WORK INSTRUCTIONS
When a line in the records contains the string "kitchen", copy that line.
>>
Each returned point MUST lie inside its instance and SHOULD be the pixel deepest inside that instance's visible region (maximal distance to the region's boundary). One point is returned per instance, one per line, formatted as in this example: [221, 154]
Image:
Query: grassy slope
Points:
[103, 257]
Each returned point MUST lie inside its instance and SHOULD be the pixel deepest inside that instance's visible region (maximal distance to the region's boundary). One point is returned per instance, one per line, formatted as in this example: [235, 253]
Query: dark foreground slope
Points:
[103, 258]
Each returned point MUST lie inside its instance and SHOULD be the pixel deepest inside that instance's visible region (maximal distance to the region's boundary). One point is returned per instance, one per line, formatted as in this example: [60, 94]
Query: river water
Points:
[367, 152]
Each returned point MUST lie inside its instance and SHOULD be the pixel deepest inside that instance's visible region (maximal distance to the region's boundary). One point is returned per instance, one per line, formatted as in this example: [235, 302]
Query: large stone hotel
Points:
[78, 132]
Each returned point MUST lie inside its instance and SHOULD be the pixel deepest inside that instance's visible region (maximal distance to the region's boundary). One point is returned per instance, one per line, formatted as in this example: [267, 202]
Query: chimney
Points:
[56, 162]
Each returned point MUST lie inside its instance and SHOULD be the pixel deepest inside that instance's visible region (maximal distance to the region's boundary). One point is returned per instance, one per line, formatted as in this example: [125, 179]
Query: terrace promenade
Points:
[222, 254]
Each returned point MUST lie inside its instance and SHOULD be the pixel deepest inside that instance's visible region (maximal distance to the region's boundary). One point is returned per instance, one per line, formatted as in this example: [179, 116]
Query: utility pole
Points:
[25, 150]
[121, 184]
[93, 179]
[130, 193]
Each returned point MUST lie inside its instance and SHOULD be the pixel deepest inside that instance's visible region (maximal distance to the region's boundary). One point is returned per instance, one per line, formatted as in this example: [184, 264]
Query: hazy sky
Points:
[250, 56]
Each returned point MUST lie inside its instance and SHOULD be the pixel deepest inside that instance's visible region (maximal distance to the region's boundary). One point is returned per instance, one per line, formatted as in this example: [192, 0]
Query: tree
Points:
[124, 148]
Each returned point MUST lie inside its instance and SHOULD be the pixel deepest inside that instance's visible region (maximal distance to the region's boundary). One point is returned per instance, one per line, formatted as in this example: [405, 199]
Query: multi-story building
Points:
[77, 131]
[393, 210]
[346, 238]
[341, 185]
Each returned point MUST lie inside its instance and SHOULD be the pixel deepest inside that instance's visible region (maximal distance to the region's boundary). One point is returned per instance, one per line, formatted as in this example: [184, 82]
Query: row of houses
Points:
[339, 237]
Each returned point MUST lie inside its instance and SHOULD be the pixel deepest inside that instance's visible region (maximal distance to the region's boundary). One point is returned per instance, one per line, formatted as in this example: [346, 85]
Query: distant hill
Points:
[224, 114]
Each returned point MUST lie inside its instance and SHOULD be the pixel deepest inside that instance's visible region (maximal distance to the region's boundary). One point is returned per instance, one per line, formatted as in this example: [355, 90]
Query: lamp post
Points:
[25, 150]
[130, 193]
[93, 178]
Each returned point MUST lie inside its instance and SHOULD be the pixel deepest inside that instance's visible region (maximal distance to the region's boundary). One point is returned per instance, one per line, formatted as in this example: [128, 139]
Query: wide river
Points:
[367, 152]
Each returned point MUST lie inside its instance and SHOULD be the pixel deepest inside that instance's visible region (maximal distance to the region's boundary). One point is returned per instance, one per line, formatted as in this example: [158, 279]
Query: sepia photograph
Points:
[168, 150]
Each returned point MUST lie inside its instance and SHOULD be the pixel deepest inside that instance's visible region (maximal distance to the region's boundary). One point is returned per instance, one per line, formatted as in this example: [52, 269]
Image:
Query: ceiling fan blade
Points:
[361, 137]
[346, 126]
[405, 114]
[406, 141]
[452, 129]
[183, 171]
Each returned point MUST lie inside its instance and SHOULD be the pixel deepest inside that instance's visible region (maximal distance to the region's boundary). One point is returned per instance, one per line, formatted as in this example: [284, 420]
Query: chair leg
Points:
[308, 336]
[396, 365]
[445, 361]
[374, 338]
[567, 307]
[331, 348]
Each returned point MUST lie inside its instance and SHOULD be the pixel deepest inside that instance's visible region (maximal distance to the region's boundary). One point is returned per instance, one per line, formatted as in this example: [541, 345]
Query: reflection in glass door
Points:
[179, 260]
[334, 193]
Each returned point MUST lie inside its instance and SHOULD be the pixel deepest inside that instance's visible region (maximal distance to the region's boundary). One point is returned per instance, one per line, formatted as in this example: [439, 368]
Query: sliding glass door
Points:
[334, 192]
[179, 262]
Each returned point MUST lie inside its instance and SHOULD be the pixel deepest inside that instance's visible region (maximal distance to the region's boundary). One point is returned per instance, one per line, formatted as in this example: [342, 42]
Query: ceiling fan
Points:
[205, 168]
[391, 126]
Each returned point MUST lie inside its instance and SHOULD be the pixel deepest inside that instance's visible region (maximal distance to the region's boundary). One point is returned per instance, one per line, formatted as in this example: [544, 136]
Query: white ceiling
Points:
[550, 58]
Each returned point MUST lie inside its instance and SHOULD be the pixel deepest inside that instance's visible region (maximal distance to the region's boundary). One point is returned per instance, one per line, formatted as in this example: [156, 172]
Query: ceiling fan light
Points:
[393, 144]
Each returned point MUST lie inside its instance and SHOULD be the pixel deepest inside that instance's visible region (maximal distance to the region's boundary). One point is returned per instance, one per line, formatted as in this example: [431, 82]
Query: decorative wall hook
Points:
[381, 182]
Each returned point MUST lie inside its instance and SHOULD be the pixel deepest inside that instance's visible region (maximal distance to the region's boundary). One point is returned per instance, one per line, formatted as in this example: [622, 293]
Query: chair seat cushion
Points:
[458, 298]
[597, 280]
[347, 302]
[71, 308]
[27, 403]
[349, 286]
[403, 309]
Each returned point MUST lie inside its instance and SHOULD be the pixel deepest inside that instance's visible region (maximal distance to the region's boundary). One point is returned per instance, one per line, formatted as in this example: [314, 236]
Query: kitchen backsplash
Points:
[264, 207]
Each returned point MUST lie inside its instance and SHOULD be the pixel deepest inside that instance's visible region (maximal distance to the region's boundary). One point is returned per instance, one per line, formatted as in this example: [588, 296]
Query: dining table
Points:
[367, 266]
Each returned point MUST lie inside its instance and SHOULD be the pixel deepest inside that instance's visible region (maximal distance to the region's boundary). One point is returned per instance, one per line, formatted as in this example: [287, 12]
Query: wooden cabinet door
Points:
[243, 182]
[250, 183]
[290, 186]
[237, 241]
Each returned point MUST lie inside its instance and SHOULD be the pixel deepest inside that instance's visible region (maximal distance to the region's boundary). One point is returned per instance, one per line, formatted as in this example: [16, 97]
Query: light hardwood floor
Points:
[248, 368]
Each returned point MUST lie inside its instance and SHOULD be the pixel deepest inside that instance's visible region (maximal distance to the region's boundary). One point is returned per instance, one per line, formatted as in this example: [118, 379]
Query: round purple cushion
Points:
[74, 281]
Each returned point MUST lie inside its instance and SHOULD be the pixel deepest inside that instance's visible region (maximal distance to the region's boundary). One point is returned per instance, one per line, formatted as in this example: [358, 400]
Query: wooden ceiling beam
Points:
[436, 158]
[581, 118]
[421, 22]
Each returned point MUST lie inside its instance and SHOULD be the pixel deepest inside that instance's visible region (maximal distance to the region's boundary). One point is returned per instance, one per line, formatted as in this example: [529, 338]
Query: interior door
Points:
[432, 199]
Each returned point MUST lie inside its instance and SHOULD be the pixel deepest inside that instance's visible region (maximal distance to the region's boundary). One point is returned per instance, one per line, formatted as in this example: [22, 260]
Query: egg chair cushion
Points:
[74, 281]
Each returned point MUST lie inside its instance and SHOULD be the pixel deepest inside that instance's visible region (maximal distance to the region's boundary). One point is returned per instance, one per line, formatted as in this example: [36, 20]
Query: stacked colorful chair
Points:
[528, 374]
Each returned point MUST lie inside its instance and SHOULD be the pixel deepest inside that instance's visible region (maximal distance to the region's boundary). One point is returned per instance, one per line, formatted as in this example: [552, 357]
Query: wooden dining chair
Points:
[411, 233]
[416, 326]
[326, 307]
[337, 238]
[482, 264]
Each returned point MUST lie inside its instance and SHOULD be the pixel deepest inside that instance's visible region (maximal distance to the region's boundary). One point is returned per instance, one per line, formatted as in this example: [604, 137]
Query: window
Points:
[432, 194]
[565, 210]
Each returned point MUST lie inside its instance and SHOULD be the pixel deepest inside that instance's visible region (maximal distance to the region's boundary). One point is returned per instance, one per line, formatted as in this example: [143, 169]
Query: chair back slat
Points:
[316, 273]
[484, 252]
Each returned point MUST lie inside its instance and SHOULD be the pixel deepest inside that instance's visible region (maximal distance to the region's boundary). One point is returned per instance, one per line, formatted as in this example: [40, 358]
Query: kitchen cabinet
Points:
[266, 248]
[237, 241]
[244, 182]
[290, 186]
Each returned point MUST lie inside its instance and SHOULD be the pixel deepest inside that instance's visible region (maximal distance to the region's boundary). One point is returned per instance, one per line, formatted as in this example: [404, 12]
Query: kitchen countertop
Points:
<<
SOLVED EXERCISE
Query: kitchen backsplash
Query: kitchen cabinet
Query: kitchen countertop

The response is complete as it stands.